## What the task asks
In the story about an afternoon nap below, list every instruction in the mom's text message.
═══ Document excerpt ═══
I woke up drowsily when I felt my phone just beeping for the umpteenth time. I take a look at my phone with a half conscious, it's messages from my mom. She woke me up by sms, as usual. Although she is the one who told me to wake up by myself with my own alarm, but still she will end up flooded my inbox before I reply back, sign of me already fully wake up.
From : Mom
Wake up! Wake up! Get out from your bed and go out for dinner before it's get too dark.
From : Me
Yes, mom...
But soon I dive deep into my slumber again.
I didn't know how long I just sleep, but it's kind of a nice sleep I think. And I got insomniac lately, a sleeping habit that already I left behind a years ago, but now it's back. I couldn't blame it, though I'm busy with my final project for college.
Fortunately I always find a time to take a nap, even though not really fully nap. Sometimes I just tossed and turned around on my bed while listening to my music from my bluetooth speaker. I put it on low volume, slow rhythm, but still I can't sleep. But today, it's one of the rare nap I just have. And I realized that I sleep soundly through this afternoon.
═══ Stored rows ═══
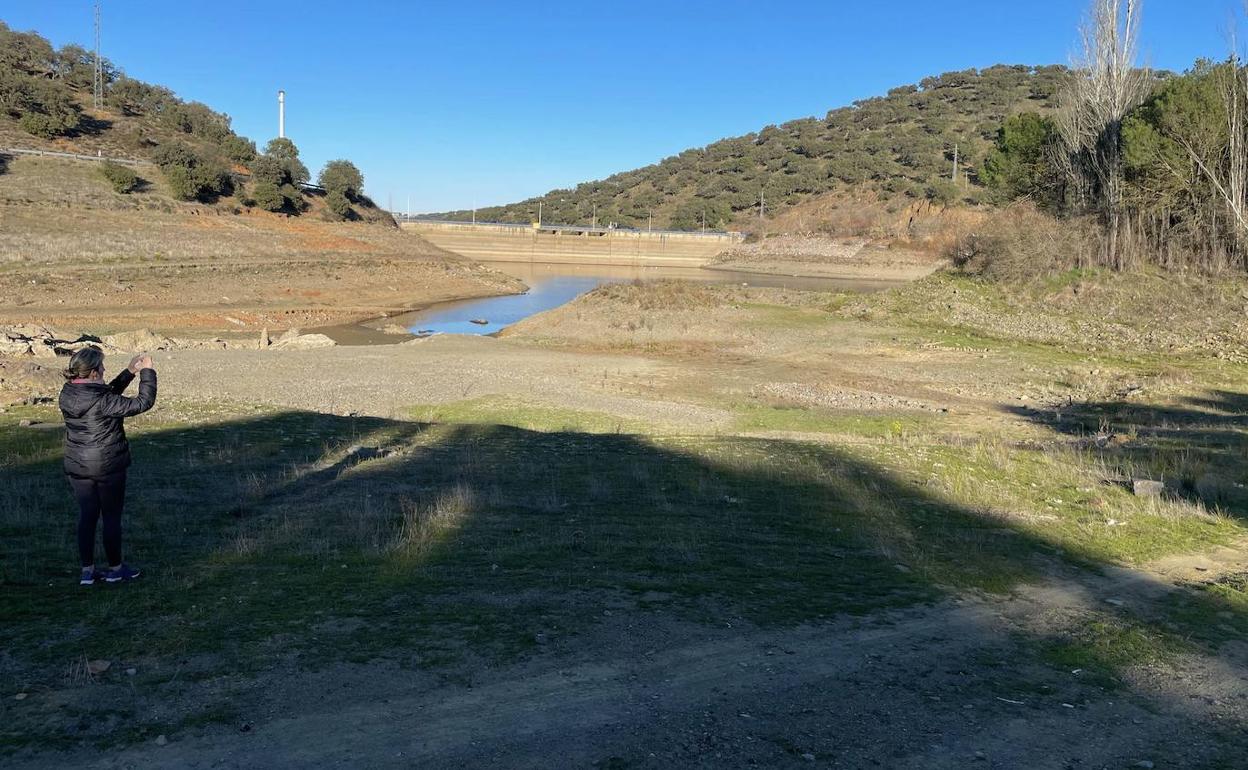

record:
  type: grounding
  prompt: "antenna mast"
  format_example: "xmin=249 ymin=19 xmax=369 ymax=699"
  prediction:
xmin=91 ymin=2 xmax=104 ymax=110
═══
## Task response
- Wake up! (given twice)
- Get out from your bed
- go out for dinner before it's get too dark